- _WORK TO COMPLETE_: Transcribe the line containing "Where can the middle" and every line after it, exactly, through the end of the records.

[Point localization data]
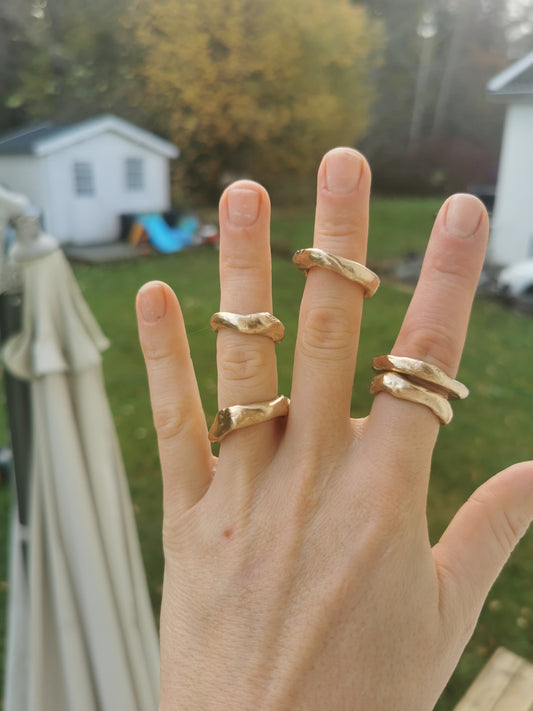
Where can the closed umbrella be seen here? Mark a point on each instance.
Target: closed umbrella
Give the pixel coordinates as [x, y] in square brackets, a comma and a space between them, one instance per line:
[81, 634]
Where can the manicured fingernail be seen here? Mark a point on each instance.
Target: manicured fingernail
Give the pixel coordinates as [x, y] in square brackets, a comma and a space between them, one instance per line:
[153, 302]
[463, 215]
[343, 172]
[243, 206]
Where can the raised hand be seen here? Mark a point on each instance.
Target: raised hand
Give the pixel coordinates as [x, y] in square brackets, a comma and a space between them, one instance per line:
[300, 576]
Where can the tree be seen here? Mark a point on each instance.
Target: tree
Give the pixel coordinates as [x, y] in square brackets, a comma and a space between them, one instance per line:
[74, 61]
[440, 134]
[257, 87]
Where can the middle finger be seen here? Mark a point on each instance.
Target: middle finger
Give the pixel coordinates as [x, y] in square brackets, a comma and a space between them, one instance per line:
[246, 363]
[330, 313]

- _SOLUTION BELOW_:
Where can the middle finger be seen here? Mark a point on each instance.
Target: middle finger
Give the pixel coordinates as [x, y] in square brackets, a comma and a space between them, one instance per line:
[246, 363]
[330, 313]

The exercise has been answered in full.